● Ausgangstext
▼▼▼

Auch wenn sich die Bilder selbst auf der Homepage von Handala E.V. nicht wiederfinden, halten wir deren Bezug auf die Figur Handala für problematisch. Eine Auseinandesetzung mit dem Antisemitismus in den Comics scheint nicht stattzufinden bzw. keine Relevanz für Handala E.V. zu haben.

Ebenso problematisch finden wir eine einseitige Thematisierung der Situation der Palästinenser_innen und des Konflikts im Nahen Osten in den Veranstaltungen des Vereins Handala E.V. Hier erkennen wir ausschliesslich eine Thematisierung der Politik Israels. Eine Auseinandersetzung mit den anderen politischen Kräften welche die Situation der Palästinenser_innen bestimmen, scheint nicht in der Perspektive des Vereins
Handala zu liegen. Was ist eigentlich mit der Situation linker oder sonstwie emanzipatorisch eingestellter Menschen die unter der Herrschaft der Hamas-Milizen leben? Was ist mit der Situation der Menschen in den Flüchtlingslagern in Jordanien, denen dort grundlegende Rechte vorenthalten werden? Gehört die Auseinandersetzung mit der Situation dieser Menschen nicht zur Sache einer Propalästinensischen Gruppierung in Deutschland?

Auch beim Palästina Forum Nahost müssen wir eine Nähe zu antisemitischen Weltanschauungen feststellen. Das Palästina Forum lässt auf seiner Homepage unkommentiert Aussagen Dritter über einen Vergleich des Staates Israel mit dem rassistischen Apartheidsystem Südafrika stehen: „'Auch wenn Südafrika, im Gegensatz zu Israel, nie geplant hatte, die schwarze Bevölkerung aus dem Land zu vertreiben, so war es doch ein rigides, grausames und effizientes System der Rassentrennung und Diskriminierung eines anderen Volkes. Ähnlich, vielleicht aber raffinierter und hinterlistiger, ist das israelische System.' (aus dem Vorwort von Abraham Melzer, Jüdische Stimme für einen gerechten Frieden)“.

▲▲▲

● Ausgangsdaten
▼▼▼

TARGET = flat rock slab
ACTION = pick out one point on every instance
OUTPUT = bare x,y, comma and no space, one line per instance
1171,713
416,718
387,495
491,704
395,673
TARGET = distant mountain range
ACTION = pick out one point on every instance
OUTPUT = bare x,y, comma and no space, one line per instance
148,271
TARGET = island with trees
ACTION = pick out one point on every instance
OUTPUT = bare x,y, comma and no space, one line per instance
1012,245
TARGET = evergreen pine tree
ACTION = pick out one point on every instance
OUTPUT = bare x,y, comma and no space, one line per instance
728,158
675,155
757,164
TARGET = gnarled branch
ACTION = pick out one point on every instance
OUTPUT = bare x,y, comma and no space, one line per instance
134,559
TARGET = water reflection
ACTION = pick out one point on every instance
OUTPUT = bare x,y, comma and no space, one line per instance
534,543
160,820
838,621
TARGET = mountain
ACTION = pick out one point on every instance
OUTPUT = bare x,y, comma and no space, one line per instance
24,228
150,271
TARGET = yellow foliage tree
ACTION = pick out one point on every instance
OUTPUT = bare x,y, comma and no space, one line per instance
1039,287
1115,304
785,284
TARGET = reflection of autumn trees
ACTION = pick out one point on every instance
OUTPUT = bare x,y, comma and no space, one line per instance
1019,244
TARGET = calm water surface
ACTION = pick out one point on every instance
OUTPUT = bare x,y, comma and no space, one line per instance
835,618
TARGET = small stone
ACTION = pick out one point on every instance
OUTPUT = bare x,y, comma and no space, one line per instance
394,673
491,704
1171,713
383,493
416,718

▲▲▲
▼▼▼

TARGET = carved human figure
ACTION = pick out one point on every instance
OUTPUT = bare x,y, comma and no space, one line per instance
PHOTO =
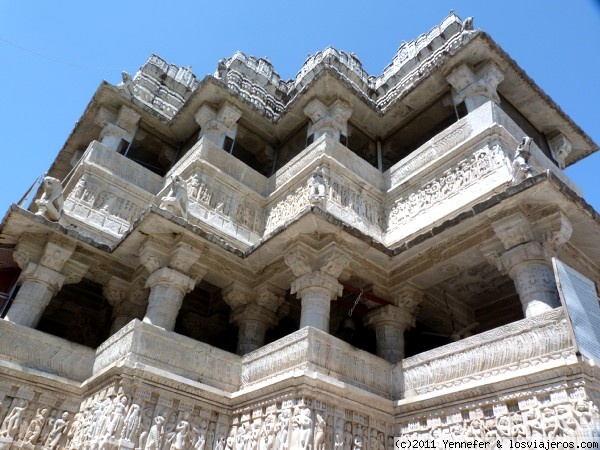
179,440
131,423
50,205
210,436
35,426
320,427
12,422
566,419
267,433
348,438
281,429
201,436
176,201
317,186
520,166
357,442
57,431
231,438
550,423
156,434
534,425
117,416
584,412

▲▲▲

● Arbeitsanweisungen
A – Gib den Text zu Handala E.V. und dem Palästina Forum Nahost von „Ebenso problematisch finden“ bis „Gruppierung in Deutschland?“ wortgetreu wieder.
B – Schreibe den Text zu Handala E.V. und dem Palästina Forum Nahost im Anschluss an seinen letzten Satz weiter.
Das Material stammt aus einer anderen Quelle.

● Nummerierte Lösungen
A –
Ebenso problematisch finden wir eine einseitige Thematisierung der Situation der Palästinenser_innen und des Konflikts im Nahen Osten in den Veranstaltungen des Vereins Handala E.V. Hier erkennen wir ausschliesslich eine Thematisierung der Politik Israels. Eine Auseinandersetzung mit den anderen politischen Kräften welche die Situation der Palästinenser_innen bestimmen, scheint nicht in der Perspektive des Vereins
Handala zu liegen. Was ist eigentlich mit der Situation linker oder sonstwie emanzipatorisch eingestellter Menschen die unter der Herrschaft der Hamas-Milizen leben? Was ist mit der Situation der Menschen in den Flüchtlingslagern in Jordanien, denen dort grundlegende Rechte vorenthalten werden? Gehört die Auseinandersetzung mit der Situation dieser Menschen nicht zur Sache einer Propalästinensischen Gruppierung in Deutschland?

B –
Den Vorwurf sich antisemitischer Stereotype zu bedienen muss sich schliesslich auch ein jüdischer Publizist gefallen lassen. Hier wird nicht nur die Apartheid in Südafrika verharmlost. Es wird auch der Politik Israels ein bösartiger Charakter zugeschrieben. Müssen wir denn noch expliziter auf die Nähe dieser Charakterisierung zu antisemitischen Projektionen verweisen? Für uns ist das eindeutig: Eine Nichtkommentierung solcher Aussagen von Seiten des Palästina Forum Nahost ist auch ein Kommentar aus dem wir nur eine stillschweigende Zustimmung zu diesen Aussagen lesen können.

Wir könnten unsere Beispiele noch fortsetzen. Wir denken allerdings, dass diese Beispiele als symptomatisch für die in den beiden Gruppen vorherrschende Weltanschauungen gelesen werden können. Bezeichnend hierfür bleibt für uns auch die Äusserung einer Vertreterin des Palästina Forum Nahost in unserem Plenum, mit welcher sie die israelischen Behörden in Bezug auf die Adminstrativhaft mit der deutschen SS gleichsetzte.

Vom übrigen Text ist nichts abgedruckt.